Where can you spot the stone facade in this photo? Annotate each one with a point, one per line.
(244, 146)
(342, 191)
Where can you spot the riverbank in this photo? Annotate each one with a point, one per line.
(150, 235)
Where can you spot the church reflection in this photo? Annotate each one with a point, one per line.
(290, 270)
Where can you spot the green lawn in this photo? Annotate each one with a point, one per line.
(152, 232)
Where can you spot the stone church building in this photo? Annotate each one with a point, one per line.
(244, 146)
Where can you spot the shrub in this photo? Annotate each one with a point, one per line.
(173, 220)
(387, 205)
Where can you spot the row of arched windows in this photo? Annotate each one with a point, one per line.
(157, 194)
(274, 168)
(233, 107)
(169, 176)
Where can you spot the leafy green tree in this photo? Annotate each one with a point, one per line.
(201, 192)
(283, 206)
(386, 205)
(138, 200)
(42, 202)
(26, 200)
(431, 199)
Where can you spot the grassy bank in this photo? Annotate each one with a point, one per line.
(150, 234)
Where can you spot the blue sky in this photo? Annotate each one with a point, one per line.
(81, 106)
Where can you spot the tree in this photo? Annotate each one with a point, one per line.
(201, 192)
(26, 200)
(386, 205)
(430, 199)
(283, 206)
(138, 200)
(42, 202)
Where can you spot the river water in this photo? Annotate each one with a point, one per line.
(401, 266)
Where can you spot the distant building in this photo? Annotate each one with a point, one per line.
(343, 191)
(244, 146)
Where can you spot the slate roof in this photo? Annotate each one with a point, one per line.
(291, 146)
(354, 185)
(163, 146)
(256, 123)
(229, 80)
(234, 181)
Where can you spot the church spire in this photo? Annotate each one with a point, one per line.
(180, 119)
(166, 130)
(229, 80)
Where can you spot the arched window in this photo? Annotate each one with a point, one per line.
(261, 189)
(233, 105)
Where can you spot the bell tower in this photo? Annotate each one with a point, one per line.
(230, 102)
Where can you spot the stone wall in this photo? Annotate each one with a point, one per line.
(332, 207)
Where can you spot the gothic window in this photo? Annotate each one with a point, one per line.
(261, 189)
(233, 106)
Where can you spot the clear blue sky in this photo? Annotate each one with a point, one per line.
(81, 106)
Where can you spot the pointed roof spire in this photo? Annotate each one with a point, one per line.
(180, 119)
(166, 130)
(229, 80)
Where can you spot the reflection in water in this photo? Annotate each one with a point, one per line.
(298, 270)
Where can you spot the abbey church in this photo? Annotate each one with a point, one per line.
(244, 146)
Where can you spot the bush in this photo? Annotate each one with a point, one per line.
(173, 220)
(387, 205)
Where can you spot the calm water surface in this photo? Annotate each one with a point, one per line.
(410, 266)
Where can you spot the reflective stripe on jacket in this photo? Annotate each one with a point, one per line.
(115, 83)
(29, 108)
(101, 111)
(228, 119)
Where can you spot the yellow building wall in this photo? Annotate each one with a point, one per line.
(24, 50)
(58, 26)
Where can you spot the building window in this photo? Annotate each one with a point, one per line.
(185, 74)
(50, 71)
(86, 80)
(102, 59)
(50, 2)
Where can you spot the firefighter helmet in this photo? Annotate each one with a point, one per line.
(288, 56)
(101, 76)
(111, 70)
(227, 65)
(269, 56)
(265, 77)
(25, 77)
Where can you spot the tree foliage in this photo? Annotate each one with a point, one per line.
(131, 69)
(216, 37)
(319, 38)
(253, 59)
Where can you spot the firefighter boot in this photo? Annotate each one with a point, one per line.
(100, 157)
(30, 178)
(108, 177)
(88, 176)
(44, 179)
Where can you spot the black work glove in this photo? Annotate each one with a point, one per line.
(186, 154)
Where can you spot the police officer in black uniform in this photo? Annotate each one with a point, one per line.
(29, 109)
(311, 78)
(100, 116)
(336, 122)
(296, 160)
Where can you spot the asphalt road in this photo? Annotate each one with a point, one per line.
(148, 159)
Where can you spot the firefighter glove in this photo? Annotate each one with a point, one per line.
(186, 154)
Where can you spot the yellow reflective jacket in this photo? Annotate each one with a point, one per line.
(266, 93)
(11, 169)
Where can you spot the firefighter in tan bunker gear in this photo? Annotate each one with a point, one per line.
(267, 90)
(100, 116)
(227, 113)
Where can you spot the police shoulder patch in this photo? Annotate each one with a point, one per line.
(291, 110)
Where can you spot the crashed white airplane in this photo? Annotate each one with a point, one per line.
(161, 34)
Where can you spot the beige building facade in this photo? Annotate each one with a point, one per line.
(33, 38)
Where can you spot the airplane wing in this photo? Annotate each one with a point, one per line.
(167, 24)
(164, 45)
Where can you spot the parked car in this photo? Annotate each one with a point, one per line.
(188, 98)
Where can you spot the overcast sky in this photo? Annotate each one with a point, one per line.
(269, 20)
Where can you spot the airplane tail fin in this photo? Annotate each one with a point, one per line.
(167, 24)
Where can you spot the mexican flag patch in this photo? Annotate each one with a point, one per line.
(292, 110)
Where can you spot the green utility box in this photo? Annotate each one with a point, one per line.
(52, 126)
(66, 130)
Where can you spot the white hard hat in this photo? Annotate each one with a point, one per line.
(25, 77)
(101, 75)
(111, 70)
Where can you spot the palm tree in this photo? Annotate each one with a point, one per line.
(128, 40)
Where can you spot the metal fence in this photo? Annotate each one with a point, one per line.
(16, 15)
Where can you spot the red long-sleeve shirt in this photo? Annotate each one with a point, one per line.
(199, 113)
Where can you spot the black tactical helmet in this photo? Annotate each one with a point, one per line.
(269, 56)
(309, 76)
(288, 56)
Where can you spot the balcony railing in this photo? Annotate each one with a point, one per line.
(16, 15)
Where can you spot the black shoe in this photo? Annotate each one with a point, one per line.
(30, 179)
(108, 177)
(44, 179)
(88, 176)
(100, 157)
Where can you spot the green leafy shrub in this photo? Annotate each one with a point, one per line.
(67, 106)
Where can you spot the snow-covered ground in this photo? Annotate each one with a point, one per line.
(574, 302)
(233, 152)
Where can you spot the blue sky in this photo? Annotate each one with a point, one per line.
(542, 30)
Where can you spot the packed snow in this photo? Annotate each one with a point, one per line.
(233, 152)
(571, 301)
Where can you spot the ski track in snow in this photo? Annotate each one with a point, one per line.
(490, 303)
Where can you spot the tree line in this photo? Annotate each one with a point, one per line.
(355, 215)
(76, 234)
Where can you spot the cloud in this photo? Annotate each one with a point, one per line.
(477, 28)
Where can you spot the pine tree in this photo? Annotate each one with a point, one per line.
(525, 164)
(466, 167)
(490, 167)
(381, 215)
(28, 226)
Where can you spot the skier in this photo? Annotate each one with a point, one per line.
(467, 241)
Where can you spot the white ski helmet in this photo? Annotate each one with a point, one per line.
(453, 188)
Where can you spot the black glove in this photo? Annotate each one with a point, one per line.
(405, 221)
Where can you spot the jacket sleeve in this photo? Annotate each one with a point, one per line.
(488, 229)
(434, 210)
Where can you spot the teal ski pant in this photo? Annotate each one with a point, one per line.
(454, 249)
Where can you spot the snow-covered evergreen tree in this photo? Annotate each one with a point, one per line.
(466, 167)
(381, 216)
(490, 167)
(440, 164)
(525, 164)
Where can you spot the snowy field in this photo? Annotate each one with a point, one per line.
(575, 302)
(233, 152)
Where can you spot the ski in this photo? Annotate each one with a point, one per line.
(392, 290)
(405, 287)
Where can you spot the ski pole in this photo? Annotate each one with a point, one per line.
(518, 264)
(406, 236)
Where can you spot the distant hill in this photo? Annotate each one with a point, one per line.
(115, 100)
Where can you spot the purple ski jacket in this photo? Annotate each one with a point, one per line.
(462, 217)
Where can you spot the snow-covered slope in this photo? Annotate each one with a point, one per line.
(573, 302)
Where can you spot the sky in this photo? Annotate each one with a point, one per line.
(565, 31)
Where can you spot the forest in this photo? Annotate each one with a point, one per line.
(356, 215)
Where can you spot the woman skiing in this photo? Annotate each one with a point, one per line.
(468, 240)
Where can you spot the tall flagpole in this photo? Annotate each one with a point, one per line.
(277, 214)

* * * * *

--- Set task ---
Can you quote exactly the lines from the one containing "Where can you spot the purple" through the last line of the records above, and nothing else?

--- Output of the task ---
Where can you spot the purple ski jacket in this photo? Annotate each one with a point, one per line.
(462, 217)
Where can you spot the snow-covered slope in this photo? Annotate each one with a point, one per line.
(573, 302)
Where can you spot the sky in this photo? Annotate each one with a point, one per line.
(565, 31)
Where can you spot the forest in this photo? Annotate each one with a point, one per line.
(356, 215)
Where can you spot the woman skiing in this photo? Annotate each one with a point, one per line.
(468, 240)
Where can you spot the tall flagpole in this photo? Annotate each one with a point, one per line.
(277, 214)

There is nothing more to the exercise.